THE REQUEST:
Copy the lines starting at the one containing "Provide one point per instance of the metal" and ending at the one containing "x=129 y=143", changing every "railing" to "handrail" and leaving everything else as it is.

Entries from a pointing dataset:
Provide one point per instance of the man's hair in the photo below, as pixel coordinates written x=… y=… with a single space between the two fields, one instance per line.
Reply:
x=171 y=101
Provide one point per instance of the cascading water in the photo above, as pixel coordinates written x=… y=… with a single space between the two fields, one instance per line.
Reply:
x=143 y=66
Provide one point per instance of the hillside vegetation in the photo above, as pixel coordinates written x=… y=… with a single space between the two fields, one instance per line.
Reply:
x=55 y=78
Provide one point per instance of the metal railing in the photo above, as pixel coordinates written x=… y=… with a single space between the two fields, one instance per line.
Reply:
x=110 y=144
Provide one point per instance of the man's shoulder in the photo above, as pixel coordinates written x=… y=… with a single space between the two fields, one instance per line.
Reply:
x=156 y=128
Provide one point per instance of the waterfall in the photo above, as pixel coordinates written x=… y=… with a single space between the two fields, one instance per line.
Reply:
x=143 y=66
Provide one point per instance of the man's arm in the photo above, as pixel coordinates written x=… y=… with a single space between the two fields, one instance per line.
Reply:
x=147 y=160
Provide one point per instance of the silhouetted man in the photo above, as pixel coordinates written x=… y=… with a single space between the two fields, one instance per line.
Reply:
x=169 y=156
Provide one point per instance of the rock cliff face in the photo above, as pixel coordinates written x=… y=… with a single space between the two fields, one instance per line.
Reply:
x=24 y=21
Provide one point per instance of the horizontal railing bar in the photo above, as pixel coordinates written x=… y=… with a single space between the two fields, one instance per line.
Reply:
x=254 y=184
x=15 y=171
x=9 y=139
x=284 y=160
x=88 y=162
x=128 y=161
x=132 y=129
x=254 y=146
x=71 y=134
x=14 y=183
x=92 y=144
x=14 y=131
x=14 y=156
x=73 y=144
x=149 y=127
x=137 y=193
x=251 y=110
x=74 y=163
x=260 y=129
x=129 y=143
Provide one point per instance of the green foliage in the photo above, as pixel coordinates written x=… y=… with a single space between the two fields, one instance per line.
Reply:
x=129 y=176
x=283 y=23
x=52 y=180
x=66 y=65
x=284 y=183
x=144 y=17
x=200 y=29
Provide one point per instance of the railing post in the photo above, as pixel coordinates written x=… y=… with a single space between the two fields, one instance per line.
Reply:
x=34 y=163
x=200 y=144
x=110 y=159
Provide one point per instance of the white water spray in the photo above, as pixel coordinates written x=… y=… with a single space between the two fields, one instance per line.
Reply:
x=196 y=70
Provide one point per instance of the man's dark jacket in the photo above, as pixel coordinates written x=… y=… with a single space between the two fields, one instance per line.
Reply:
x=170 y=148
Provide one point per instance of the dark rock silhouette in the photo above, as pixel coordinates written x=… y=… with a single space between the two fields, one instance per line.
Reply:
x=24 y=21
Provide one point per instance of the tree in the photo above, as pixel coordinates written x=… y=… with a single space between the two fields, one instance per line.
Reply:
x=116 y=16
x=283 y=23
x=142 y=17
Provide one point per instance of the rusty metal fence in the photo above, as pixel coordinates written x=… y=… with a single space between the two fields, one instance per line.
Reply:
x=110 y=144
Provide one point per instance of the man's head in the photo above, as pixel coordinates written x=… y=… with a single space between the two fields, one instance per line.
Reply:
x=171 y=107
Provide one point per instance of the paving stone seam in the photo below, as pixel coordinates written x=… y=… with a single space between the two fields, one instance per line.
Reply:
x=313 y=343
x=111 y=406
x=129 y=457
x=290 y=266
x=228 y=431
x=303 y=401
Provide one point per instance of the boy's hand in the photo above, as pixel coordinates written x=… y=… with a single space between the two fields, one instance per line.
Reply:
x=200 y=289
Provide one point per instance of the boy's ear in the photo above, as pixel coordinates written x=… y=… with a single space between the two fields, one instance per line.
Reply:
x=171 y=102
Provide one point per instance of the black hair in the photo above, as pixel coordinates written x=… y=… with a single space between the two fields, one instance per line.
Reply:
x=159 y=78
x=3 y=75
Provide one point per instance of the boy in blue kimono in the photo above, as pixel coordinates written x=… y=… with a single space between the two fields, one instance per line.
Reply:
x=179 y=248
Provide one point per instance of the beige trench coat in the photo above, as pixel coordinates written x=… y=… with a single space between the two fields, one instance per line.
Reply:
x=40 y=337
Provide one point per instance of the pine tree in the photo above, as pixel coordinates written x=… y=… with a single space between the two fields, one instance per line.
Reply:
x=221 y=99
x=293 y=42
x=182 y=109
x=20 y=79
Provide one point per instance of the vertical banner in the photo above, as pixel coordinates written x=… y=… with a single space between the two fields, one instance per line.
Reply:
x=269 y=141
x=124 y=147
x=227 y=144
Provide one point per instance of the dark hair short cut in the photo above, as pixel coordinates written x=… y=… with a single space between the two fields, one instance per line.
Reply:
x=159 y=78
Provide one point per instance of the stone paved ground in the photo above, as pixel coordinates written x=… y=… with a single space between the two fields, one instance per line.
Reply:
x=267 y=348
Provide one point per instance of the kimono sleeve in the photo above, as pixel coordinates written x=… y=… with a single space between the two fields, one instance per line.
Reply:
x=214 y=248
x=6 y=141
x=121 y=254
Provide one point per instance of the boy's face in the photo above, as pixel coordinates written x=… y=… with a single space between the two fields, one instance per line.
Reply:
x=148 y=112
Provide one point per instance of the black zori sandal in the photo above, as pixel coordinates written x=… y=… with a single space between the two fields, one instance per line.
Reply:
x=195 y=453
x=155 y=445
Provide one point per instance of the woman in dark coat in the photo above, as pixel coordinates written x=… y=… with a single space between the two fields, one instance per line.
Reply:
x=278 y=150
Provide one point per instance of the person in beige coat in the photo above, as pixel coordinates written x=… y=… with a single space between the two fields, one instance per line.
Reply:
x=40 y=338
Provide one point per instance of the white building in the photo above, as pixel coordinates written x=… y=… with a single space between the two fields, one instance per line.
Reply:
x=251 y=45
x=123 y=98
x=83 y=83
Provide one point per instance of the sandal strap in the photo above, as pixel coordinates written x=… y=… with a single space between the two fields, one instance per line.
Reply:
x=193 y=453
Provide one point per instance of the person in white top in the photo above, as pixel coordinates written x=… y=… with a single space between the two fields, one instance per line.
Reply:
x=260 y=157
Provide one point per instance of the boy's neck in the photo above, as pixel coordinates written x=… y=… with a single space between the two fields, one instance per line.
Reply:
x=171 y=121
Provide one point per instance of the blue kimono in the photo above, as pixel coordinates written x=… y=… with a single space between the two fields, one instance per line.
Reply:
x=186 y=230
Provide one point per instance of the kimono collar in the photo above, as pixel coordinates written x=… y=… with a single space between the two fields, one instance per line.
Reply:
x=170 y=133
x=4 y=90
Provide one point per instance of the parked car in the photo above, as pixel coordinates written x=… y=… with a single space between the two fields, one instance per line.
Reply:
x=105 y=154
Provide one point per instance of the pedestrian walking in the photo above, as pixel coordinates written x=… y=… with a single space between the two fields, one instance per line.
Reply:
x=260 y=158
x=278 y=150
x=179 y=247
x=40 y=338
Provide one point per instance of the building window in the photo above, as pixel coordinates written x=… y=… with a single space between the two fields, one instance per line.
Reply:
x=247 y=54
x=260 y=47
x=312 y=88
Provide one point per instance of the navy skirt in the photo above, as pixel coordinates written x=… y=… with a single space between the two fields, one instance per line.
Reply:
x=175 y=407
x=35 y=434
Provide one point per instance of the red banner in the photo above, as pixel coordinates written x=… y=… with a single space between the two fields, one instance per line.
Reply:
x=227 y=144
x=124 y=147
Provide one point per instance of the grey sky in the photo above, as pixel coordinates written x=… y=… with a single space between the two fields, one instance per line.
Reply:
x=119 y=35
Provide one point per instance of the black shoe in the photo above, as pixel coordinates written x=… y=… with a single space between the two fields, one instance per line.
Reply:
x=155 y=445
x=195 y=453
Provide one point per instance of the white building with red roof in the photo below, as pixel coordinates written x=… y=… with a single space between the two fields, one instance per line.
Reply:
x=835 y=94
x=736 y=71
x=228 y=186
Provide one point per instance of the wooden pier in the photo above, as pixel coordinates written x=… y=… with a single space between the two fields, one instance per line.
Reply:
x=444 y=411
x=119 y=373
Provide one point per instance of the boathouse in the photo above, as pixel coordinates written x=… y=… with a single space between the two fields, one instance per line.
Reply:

EXERCISE ANSWER:
Provide one point per instance of the metal handrail in the photo above, as pixel coordinates written x=… y=… with a single space between the two fields, one instance per line.
Reply:
x=110 y=144
Provide one point per instance of the man's shoulder in the photo above, as pixel coordinates written x=… y=… with a single space between the two fields, one instance per line.
Reply:
x=156 y=128
Provide one point per instance of the waterfall in the photo above, as pixel coordinates written x=… y=… with a single space between the two fields, one instance per line.
Reply:
x=143 y=66
Provide one point per instance of the man's arm in the photo above, as pixel coordinates written x=… y=… with a single space between the two fields, one instance per line.
Reply:
x=147 y=160
Provide one point per instance of the silhouetted man in the photo above, as pixel coordinates written x=… y=… with a single space between the two fields, one instance per line.
Reply:
x=169 y=156
Provide one point per instance of the rock cliff face in the photo above, as pixel coordinates written x=… y=… with a single space between the two fields, one instance per line.
Reply:
x=24 y=21
Provide one point per instance of the horizontal handrail bar in the photo above, as pixel coordinates written x=… y=… with a single space between the two fields, one instance per line.
Reply:
x=254 y=184
x=15 y=171
x=9 y=139
x=284 y=160
x=88 y=162
x=128 y=161
x=132 y=129
x=254 y=146
x=71 y=134
x=14 y=183
x=92 y=144
x=14 y=131
x=14 y=156
x=73 y=144
x=149 y=127
x=137 y=193
x=251 y=110
x=74 y=163
x=260 y=129
x=129 y=143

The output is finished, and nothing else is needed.